--- start PROVIDED TEXT ---

In this role, the candidate will be required to understand Deep learning workload characteristics and have the hands-on ability to measure, analyze and use the data to project and estimate the power and performance of the latest DL workloads.
Responsibilities
The ideal candidate will have both software and hardware background to do sensitivity analysis for both hardware knobs and understand how to measure and improve the performance of DL workloads.
The candidate should have worked on simulators and have experience with benchmarking DL models.
The ideal candidate should have at least 5+ years of experience working on performance analysis of DL workloads running workloads on accelerators and improving them.
Programming and debugging code written in python/C++/CUDA/HIP/OpenCL will be required as well as ability to model and work with the hardware teams to measure power and performance of key kernels running on RTL and performance simulators
Knowledge of performance and power modeling is a plus.
Solid understanding of the fundamentals of computer architecture, memory hierarchy, caches and fabrics is a prerequisite for the role.
Requirements
Excellent skills in problem solving, written and verbal communication, excellent organization skills, and highly self-motivated.
Ability to work well in a team and be productive under aggressive schedules
Education and Experience
PhD, Master’s Degree in Computer Engineering / Computer science with 5+ years of experience working on DL models.
Coursework on computer architecture, parallel computing , compilers and digital design is required.
Location
(US) Santa Clara CA , Austin TX, PORtland OR FORt Collins CO

--- end PROVIDED TEXT ---
--- start RECORDED DATA ---

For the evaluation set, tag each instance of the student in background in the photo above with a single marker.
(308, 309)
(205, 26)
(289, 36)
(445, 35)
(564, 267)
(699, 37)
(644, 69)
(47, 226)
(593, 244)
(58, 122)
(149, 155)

--- end RECORDED DATA ---

• **GIVEN TASK**:
Answer these about the job posting:
1. Which programming languages does it list for programming and debugging code?
2. What coursework does it require?
3. What understanding does it call a prerequisite for the role?
The rows aren't needed for anything here.

• **THE RESPONSE**:
1. Python, C++, CUDA, HIP and OpenCL.
2. Computer architecture, parallel computing, compilers and digital design.
3. A solid understanding of the fundamentals of computer architecture, memory hierarchy, caches and fabrics.